» Passage shown:
━━━
DAVIDS VS. GOLIATHS: How Big Companies Can Cultivate Intrapreneurs

By borrowing strategies from entrepreneurial disruptors, businesses
can stay nimble and create long-term value

Editor’s note:This article was written by Scott Snyder and Bill Seibel. Snyder is a fellow at the Mack Institute for Innovation Management, part of the Wharton School of the University of Pennsylvania; chief digital officer of Eversana; and author of the book, “Goliath’s Revenge: How Established Companies Turn the Tables on Digital Disruptors.” Seibel is author of “Press Go: Lessons Earned by a Serial Entrepreneur,” and former founder and chief executive officer of Mobiquity. 

If history has taught us anything, it’s that big corporations struggle with disruptive innovation. Whether it’s missing a new wave — like IBM underestimating the value of the operating system, Kodak underplaying the impact of digital photography or J.C. Penney doubling down on brick-and-mortar stores as the “Amazon effect” was taking over retail — big companies seem to lack the ability to innovate ahead of the next disruption. 

Instead, most big corporations become addicted to their business models and move from risk-taking in their early life to caretaking as they grow and mature, and then undertaking when it is too late to pivot to a new model before becoming obsolete.

The speed of innovation, accelerated by the recent events of the pandemic, has only intensified the pressure to transform in large corporations and is increasing the gap between the innovators and pretenders. And it’s not for lack of effort. More than 75% of companies have some form of innovation accelerator, yet more than 90% of these labs fail to achieve real financial impact. Some recent examples of high-profile corporate innovation efforts like GE Digital and Nokia Labs failed to save either company from serious disruption. With the vast resources of large enterprises, why are so few successful at disruptive innovation? What do successful corporations do differently? And why are startups able to beat them to the next market opportunity so often? We believe there are lessons learned from successful startups that can help large enterprises innovate, pivot and turn their ideas into ventures that can add long-term value.

Disruptor or defender 

A recent Dell survey of 4,000 senior business leaders found that 78% of C-level decision-makers believe digital startups pose a threat to their organization now or will do so in the near future. The same survey revealed that 62% have already seen new competitors enter the market as a result of the emergence of digital technology. Business disruption is real and it’s accelerating. It seldom comes hard and fast like Uber. Instead, it targets segments of a company’s products and services, and manifests itself as death by a thousand cuts. Chief executive officers can decide to be either a disruptor or a defender. Both strategies are viable. Both require unbundling an enterprise’s products and services and exploring how innovation can impact each. And both are hard work.
━━━
» Data section:

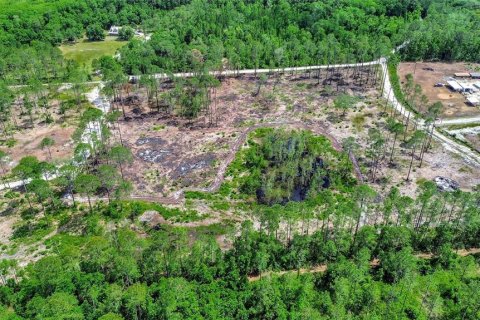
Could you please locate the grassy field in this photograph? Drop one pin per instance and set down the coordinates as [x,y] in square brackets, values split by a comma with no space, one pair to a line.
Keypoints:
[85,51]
━━━
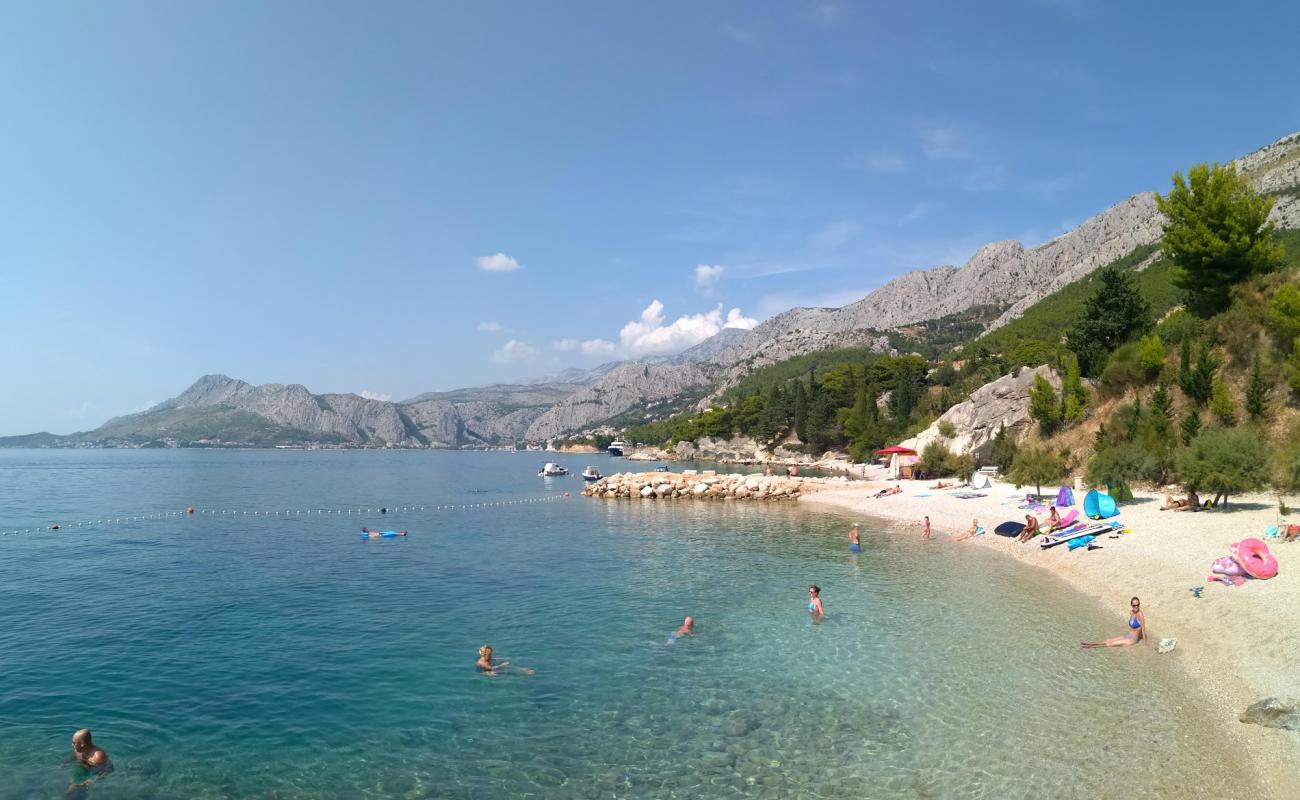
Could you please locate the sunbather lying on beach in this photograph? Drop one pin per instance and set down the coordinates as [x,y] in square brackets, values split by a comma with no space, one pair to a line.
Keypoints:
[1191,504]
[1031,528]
━━━
» Questions to answer:
1. Switch "nimble" to "agile" as you reproduce the article on intrapreneurs, everything from "DAVIDS VS. GOLIATHS: How" down to "officer of Mobiquity.".
2. Resume the article on how big companies can cultivate intrapreneurs, picking up after its final sentence.

» Answers provided:
1.
DAVIDS VS. GOLIATHS: How Big Companies Can Cultivate Intrapreneurs

By borrowing strategies from entrepreneurial disruptors, businesses
can stay agile and create long-term value

Editor’s note:This article was written by Scott Snyder and Bill Seibel. Snyder is a fellow at the Mack Institute for Innovation Management, part of the Wharton School of the University of Pennsylvania; chief digital officer of Eversana; and author of the book, “Goliath’s Revenge: How Established Companies Turn the Tables on Digital Disruptors.” Seibel is author of “Press Go: Lessons Earned by a Serial Entrepreneur,” and former founder and chief executive officer of Mobiquity.

2.
But everyone knows that starting a new business venture is challenging. The odds aren’t great. Some 70% don’t survive, 20% break even and only 10% grow to achieve significant returns. And most startup leadership teams spend the bulk of their time raising very expensive capital from venture capitalists and acquiring customers, data assets and brand equity — things that large corporations already have. 

Yet the odds of success for a new venture launched within an existing enterprise are even worse. Rubicon Intelligence reports that only 4% of them will ever reach $1 million in yearly sales, and only 0.4% reach $10 million. With the resources available within a large company (funding, expertise, market presence, global reach), why aren’t the odds better? Shouldn’t that make it easier? 

How Davids disrupt

Startups generally don’t waste time with consultants and flip charts to find their top ideas or need to convince five layers of management to approve a new investment. They are typically born from the hypothesis of the founders to disrupt an existing market by creating a step-change in value compared with existing solutions. This requires a different mindset from how successful corporate executives running mature businesses might think. Some of the ways these startups think differently:

They embrace uncertainty. Startups require the ability to deal with uncertainty through most of their early life. They have an intense sense of urgency and can pivot quickly. They are skilled at executing Plan B because Plan A seldom pans out. They have no market share or existing revenue stream to defend. They don’t have to worry about upsetting existing customers, partners or distribution channels. Successful startups have an experienced team with an unwavering commitment to make their idea a success. Failure has a direct impact on their careers and personal lives, unlike corporate ventures where teams may feel little to no financial stake in the outcome.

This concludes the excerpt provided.